Render the material below as a two-column CSV with the headers input and output. Give one row for each sentence and put all the coordinates under it in output, with each field quoted and line breaks turned into spaces. Cover all of the material and leave the pictures out.
● ● ● ● ●
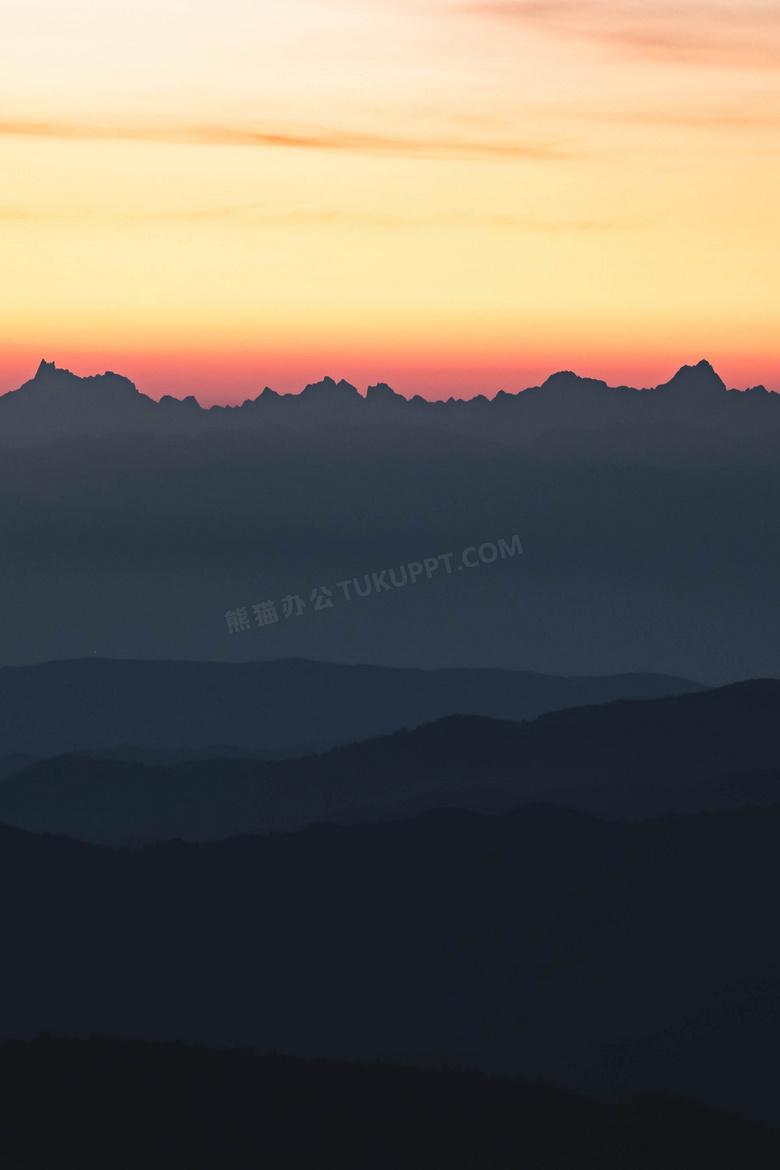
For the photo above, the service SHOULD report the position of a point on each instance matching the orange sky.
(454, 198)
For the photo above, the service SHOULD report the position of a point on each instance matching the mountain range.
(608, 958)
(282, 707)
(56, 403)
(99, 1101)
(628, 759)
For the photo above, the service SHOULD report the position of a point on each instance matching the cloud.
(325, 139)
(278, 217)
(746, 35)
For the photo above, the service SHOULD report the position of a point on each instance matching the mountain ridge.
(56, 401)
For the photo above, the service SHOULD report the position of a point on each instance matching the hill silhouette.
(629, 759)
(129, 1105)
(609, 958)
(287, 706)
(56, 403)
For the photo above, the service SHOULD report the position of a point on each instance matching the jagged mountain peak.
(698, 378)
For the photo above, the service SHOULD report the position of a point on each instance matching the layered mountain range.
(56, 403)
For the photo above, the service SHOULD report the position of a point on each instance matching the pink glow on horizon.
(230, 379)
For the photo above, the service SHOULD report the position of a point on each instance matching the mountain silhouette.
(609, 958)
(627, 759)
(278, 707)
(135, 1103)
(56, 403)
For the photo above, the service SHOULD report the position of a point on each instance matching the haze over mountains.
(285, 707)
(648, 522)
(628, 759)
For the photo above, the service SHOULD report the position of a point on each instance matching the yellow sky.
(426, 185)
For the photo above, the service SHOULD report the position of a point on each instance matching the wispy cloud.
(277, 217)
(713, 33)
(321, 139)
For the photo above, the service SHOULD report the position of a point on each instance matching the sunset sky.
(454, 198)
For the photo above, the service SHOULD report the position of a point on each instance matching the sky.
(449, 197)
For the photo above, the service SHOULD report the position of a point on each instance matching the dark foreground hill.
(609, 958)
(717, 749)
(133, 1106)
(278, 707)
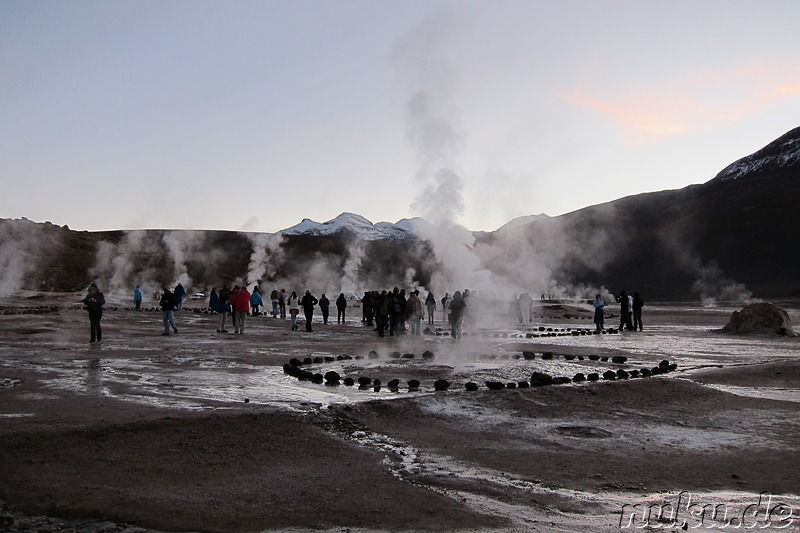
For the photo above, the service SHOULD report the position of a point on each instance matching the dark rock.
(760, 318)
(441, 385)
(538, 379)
● ● ● ● ●
> [Worked answer]:
input,output
"For the photo above, the service SHOULD report the position of a point on each instance matching the orange sky.","(454, 198)"
"For the photo above, the service SHOULD report the position of a point on each instance matching the mountain range.","(608, 958) (282, 707) (56, 403) (99, 1101) (628, 759)"
"For the photo above, the service SHOULD report the position of a point on each instance matching the cloud.","(325, 139) (278, 217) (746, 35)"
"For the photo above, the service SHOULD report the position of a point on each instance matching the mountain ridge.","(56, 401)"
"For the photo above, the service SHOULD report the position of a point on each instance matching the hill silhouette.","(629, 759) (129, 1105) (609, 958) (287, 706) (56, 403)"
"For the photo above, the service SHOULD report the position of a point on each instance matching the jagged mountain peak.","(698, 378)"
"For the photo above, the service SHOULD report the position of a point on each instance matching the layered mountain range.","(56, 403)"
"For the photo above, the service SHOULD report the position of a point on each instance matching the pink glow on horizon.","(230, 379)"
"For the photo above, the service SHOULD report the position of a point on each instance matching the mountain silhouette.","(609, 958) (627, 759) (278, 707) (135, 1103) (56, 403)"
"For the photo above, the service SHOULD report the position of a point on each instance matching the haze over mountains.","(285, 707) (648, 522) (628, 759)"
"For the photo above, the service SHOULD report the position of a point on each instance matching the yellow sky.","(426, 185)"
"For the photo above, the service SHOULD report the position of a point on each instance matching the wispy cloud.","(277, 217) (713, 33) (321, 139)"
"For the photo above, the service SHOULD report the position of a point on each instance matching the sunset sky.","(454, 198)"
"For the photo above, the service SHOULD report the position of a point on each instance matching the sky.","(449, 197)"
"For the photo above, the service SHOULD report the position of a point on each instance matching the dark foreground hill.","(609, 958) (717, 749) (133, 1106) (278, 707)"
"For the photo above, the service SHOULD report the position of a point on each instance matching the dark rock.","(760, 318) (441, 385) (538, 379)"